Extracted entries
※
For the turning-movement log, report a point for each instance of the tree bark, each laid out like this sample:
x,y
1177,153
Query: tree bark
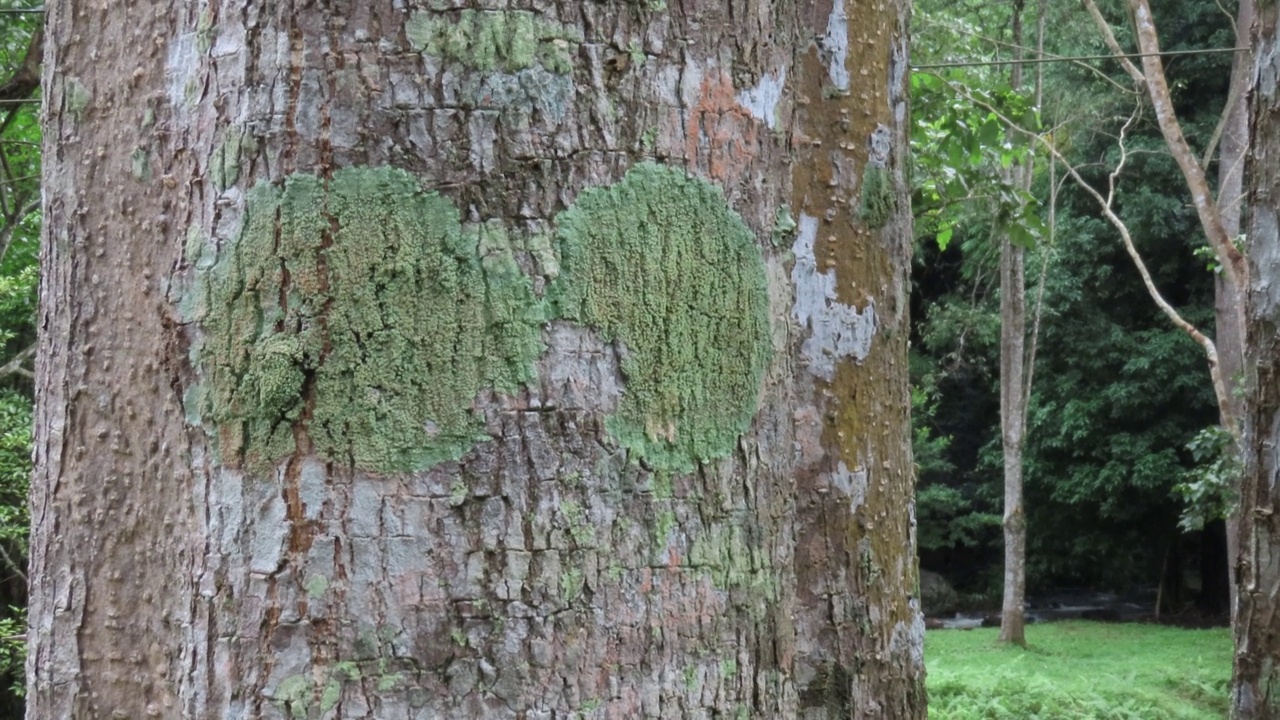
x,y
1013,420
543,360
1256,673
※
Requirements
Rewrite the entries above, replacing "tree bark" with "tree trunk" wherever it occurs and keeping everything else unchanged. Omit the pictures.

Correct result
For the turning-movement log, report a point for each instance of the tree trunk, each laid out like this sample:
x,y
1177,153
Query: tree trunk
x,y
1013,420
543,360
1256,673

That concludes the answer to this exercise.